§ EXERCISE REQUIREMENTS:
**1.** Determine whether each statement below agrees with the text on call center quality management: (a) Call center quality management is also known as quality assurance. (b) QA managers are seldom asked to coach call center agents. (c) QA helps identify star agents, which is useful when choosing whom to promote to management positions. Answer yes or no for each, quoting the words of the text that decide it.
**2.** Reproduce the passage of the text on call center quality management between "If only the" and "at your best.", inclusive, without any alteration.

§ SOURCE EXCERPT:
“This call may be recorded for quality assurance purposes.”

If only the general public knew the work that went on behind the scenes of those words! As a QA manager or specialist, you spend hours listening to call recordings, grading agents, and maintaining standards for your industry and organization.

But your job is so much more than recordings and scores. Its impact is crucial to the success of the call center, the satisfaction of your customers, and the performance of your agents.

Given the importance of your role, it makes sense to do everything you can to optimize your work. Below are some best practices for call center quality management that’ll help you perform at your best.

What Is Call Center Quality Management?

Call center quality management, also known as quality assurance, monitors, reviews, and improves every interaction between call center agents and customers. 

QA specialists listen to call recordings and grade the interaction based on a set of criteria, including but not limited to industry policies, legal standards, and client requirements. The goal is to maintain compliance and consistency and ensure that the client is happy with the service your agents provide.

Why Is Call Center Quality Management Important?

Improves customer satisfaction

Call center quality management is all about analyzing what’s working, and what isn’t, in the hopes of improving the customer experience. When you do QA right, you’ll see your customer satisfaction metrics improve.

Helps with agent career development

QA managers are often tasked with coaching call center agents. In one-on-ones, you can review calls with your agent, identify their strengths, and create a plan for improving upon their weaknesses.

On top of that, QA helps you identify your star agents, which comes in handy when deciding whom to promote to management positions.

§ PROVIDED INFORMATION:
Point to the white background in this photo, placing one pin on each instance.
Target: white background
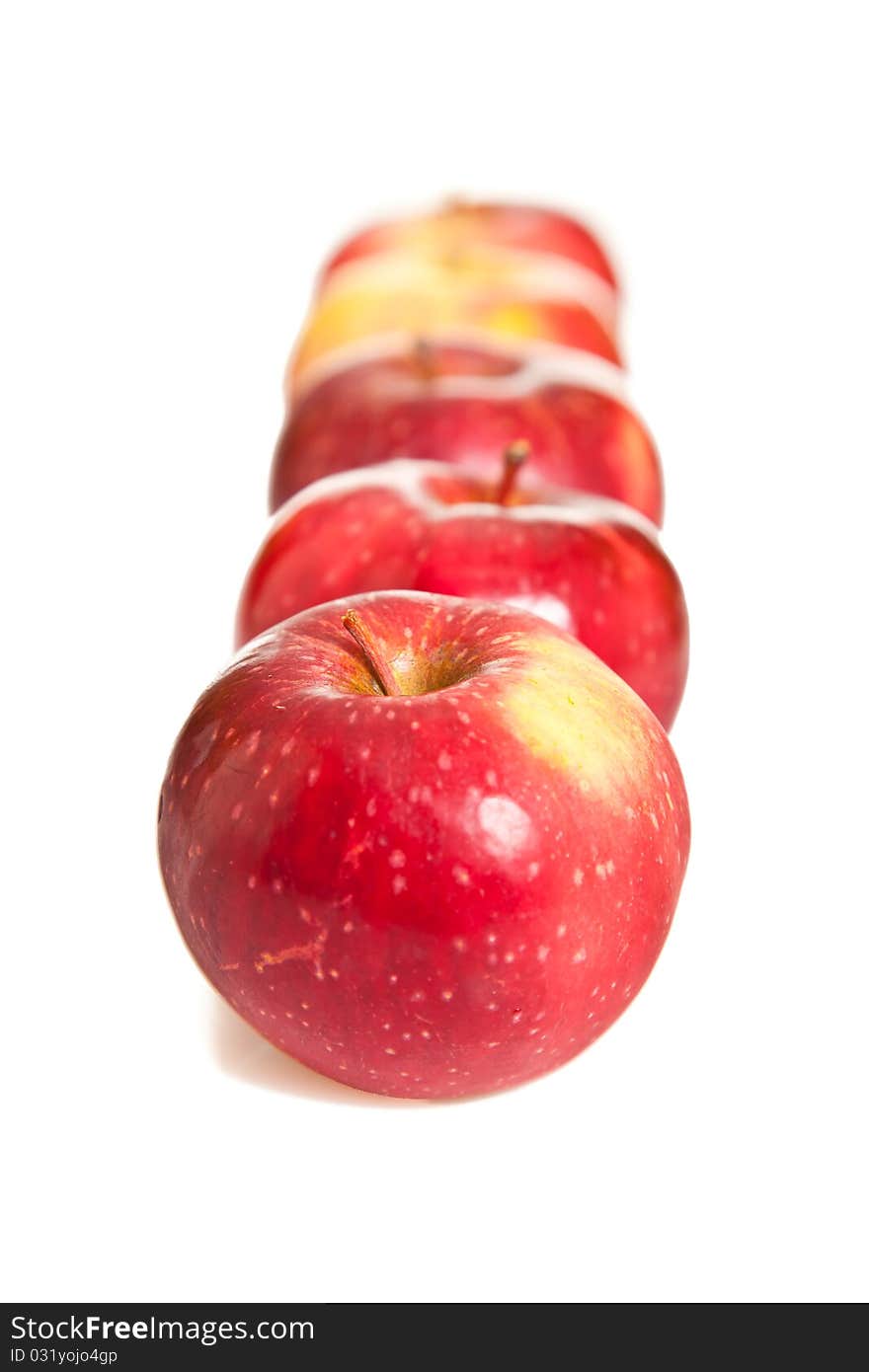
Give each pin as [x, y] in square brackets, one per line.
[173, 176]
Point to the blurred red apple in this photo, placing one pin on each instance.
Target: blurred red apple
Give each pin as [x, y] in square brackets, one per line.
[463, 404]
[464, 225]
[429, 847]
[591, 566]
[488, 295]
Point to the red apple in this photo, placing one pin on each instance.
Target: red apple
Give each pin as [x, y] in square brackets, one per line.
[464, 404]
[590, 564]
[461, 225]
[489, 295]
[429, 847]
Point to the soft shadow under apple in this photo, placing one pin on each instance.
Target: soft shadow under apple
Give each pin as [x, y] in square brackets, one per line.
[242, 1052]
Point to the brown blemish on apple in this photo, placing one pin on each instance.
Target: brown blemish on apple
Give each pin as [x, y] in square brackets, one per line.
[310, 951]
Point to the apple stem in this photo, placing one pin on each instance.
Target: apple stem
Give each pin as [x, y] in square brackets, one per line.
[514, 456]
[425, 359]
[372, 650]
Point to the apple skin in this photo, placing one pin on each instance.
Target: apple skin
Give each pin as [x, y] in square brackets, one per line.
[591, 566]
[492, 294]
[434, 893]
[461, 224]
[450, 401]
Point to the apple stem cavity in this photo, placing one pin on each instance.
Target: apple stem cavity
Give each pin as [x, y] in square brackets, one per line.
[514, 456]
[425, 359]
[372, 650]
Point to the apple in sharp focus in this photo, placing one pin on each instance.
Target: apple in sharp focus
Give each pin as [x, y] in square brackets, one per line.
[590, 564]
[429, 847]
[454, 402]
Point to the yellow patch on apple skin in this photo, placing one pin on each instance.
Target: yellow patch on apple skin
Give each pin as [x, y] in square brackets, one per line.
[574, 714]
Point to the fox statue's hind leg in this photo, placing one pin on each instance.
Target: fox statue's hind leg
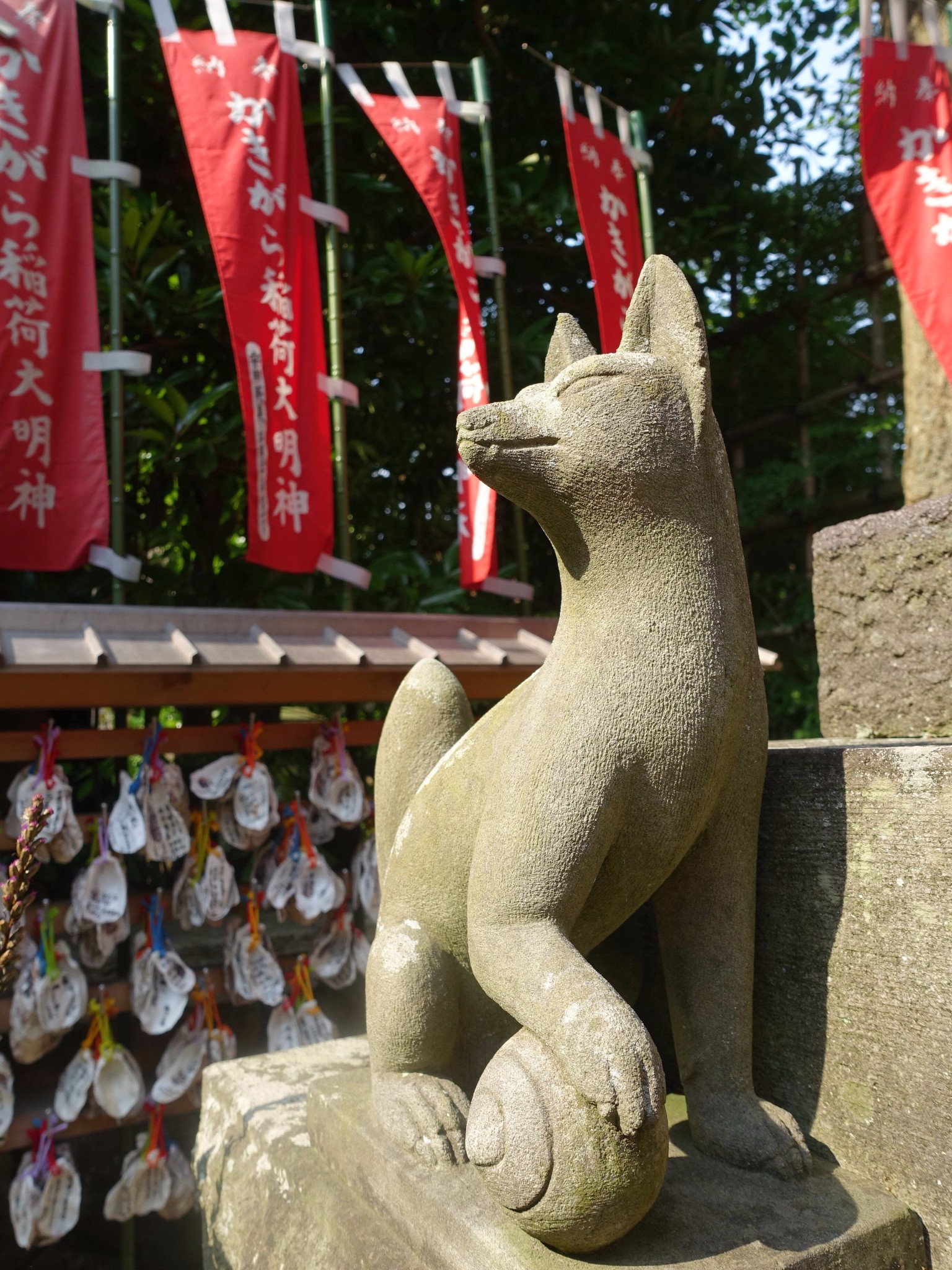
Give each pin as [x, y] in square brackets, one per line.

§ EXPECTED RESPONSES:
**1.**
(a) Yes: "Call center quality management, also known as quality assurance, monitors, reviews, and improves every interaction between call center agents and customers."
(b) No: "QA managers are often tasked with coaching call center agents."
(c) Yes: "QA helps you identify your star agents, which comes in handy when deciding whom to promote to management positions."

**2.**
If only the general public knew the work that went on behind the scenes of those words! As a QA manager or specialist, you spend hours listening to call recordings, grading agents, and maintaining standards for your industry and organization.

But your job is so much more than recordings and scores. Its impact is crucial to the success of the call center, the satisfaction of your customers, and the performance of your agents.

Given the importance of your role, it makes sense to do everything you can to optimize your work. Below are some best practices for call center quality management that’ll help you perform at your best.